### LISTE DES ACTIVITÉS
A - Recopiez fidèlement un passage du texte fourni, en commençant aux mots « Le jeudi 18 » et en vous arrêtant après « de souffrir longtemps ! ».
B - Dans le texte fourni, reformulez sous forme de liste le paragraphe qui commence par « Scénario identique dans les autres établissements », en conservant ses faits principaux.

### TEXTE FOURNI

============================================================

Kouchner dans les bottes de Juppé

Le jeudi 18 septembre 1997.

Dernière victime de la politique de santé : la maternité de Pithiviers. Elle restera fermée. C’est une décision du secrétaire d’État, ministre délégué à la santé Bernard Kouchner, suite à sa visite dans cet établissement hospitalier du Loiret le 8 septembre. Début juillet, un accident d’anesthésie avait coûté la vie à une femme. Conclusion : le service de chirurgie sera transféré à Étampes dans l’Essonne et la maternité devra embaucher deux médecins anesthésistes avant de pouvoir rouvrir. Sachant qu’il manque trois cent quarante anesthésistes dans les hôpitaux dont soixante-dix dans les centres hospitaliers universitaires (CHU)…, la maternité, célèbre pour ses techniques d’accouchement sans douleur, risque de souffrir longtemps !

Scénario identique dans les autres établissements sanitaires, où, si le régime imposé par Juppé en 1995 ne coûte pas la vie à tous les usagers (heureusement !), il n’en reste pas moins inquiétant sur les conséquences quant à la qualité des soins dispensés. Pénurie d’infirmières, de personnels administratifs et ouvriers, l’hôpital en France est malmené. Et cela dure depuis 1975, date des premières restrictions budgétaires dictées à l’époque par Mme Veil, alors ministre de la Santé ! Des gouvernements successifs, les « réformes » n’ont rien changé. La santé coûte trop cher, il faut restructurer : fermeture des hôpitaux de proximité, redéploiements, diminution des effectifs… une seule préoccupation : diminuer les dépenses.

============================================================

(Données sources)
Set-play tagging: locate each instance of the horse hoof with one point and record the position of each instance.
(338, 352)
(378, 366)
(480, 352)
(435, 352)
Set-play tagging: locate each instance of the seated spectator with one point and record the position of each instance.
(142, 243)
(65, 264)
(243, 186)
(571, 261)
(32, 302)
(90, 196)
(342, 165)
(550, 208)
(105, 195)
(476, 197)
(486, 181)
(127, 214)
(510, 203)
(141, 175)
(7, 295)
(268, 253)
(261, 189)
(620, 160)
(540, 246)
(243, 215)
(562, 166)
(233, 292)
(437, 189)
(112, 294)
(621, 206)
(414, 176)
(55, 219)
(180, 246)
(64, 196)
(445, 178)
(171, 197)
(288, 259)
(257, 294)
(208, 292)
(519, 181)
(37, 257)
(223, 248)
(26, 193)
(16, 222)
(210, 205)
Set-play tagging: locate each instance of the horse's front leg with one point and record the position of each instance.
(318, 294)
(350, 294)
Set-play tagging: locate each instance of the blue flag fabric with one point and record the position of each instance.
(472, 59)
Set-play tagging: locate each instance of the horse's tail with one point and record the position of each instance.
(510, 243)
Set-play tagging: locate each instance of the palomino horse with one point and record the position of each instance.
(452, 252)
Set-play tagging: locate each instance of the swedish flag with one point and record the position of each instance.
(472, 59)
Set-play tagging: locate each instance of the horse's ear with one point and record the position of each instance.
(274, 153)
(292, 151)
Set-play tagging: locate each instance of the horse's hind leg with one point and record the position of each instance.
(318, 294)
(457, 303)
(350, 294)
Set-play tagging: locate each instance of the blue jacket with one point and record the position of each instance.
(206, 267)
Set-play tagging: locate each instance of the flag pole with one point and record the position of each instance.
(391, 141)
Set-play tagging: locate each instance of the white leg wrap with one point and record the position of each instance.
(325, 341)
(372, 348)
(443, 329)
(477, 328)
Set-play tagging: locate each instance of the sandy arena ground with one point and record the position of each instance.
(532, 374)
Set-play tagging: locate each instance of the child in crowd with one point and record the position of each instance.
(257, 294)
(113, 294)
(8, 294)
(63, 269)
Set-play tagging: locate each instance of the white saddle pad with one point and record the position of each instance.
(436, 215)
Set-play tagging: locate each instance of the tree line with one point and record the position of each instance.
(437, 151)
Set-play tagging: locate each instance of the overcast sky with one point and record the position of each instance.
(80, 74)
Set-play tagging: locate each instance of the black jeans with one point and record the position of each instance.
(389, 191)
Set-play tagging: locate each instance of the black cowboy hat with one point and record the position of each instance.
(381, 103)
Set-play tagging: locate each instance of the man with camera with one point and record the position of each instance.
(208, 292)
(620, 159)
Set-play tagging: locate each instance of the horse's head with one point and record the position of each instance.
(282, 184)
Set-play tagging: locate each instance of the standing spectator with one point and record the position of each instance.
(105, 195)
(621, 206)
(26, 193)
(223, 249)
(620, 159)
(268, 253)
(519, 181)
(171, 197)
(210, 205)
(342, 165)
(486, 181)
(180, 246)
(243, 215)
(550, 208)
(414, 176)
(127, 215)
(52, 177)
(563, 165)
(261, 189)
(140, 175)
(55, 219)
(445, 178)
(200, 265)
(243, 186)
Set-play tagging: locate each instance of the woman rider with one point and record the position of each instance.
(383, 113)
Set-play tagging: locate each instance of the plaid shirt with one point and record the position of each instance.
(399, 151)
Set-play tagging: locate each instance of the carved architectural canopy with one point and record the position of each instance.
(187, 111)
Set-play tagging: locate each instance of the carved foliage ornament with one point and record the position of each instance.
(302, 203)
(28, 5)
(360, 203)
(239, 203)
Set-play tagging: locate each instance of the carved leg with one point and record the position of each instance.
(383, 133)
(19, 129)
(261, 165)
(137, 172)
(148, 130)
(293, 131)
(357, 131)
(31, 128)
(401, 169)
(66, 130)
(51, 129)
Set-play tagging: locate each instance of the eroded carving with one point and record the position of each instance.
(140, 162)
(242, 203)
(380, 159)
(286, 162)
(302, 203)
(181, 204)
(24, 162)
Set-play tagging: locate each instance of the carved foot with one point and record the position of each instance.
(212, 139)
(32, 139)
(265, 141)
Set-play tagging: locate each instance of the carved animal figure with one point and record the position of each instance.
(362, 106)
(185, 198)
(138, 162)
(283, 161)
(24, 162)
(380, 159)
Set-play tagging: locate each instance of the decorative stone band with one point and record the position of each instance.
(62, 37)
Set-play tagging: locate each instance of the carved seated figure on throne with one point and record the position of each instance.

============================================================

### VOS RÉPONSES ÉCRITES
A -
Le jeudi 18 septembre 1997.

Dernière victime de la politique de santé : la maternité de Pithiviers. Elle restera fermée. C’est une décision du secrétaire d’État, ministre délégué à la santé Bernard Kouchner, suite à sa visite dans cet établissement hospitalier du Loiret le 8 septembre. Début juillet, un accident d’anesthésie avait coûté la vie à une femme. Conclusion : le service de chirurgie sera transféré à Étampes dans l’Essonne et la maternité devra embaucher deux médecins anesthésistes avant de pouvoir rouvrir. Sachant qu’il manque trois cent quarante anesthésistes dans les hôpitaux dont soixante-dix dans les centres hospitaliers universitaires (CHU)…, la maternité, célèbre pour ses techniques d’accouchement sans douleur, risque de souffrir longtemps !

B -
- Dans les autres établissements de santé, le régime imposé par Juppé en 1995 ne coûte pas la vie à tous les usagers. Il reste toutefois inquiétant pour la qualité des soins.
- L'hôpital en France est malmené : on manque d'infirmières, de personnels administratifs et d'ouvriers.
- Cette situation dure depuis 1975, date des premières restrictions budgétaires dictées par Mme Veil, alors ministre de la Santé.
- Les « réformes » des gouvernements successifs n'ont rien changé.
- Au motif que la santé coûte trop cher, on restructure : fermeture des hôpitaux de proximité, redéploiements, diminution des effectifs.
- La seule préoccupation est de diminuer les dépenses.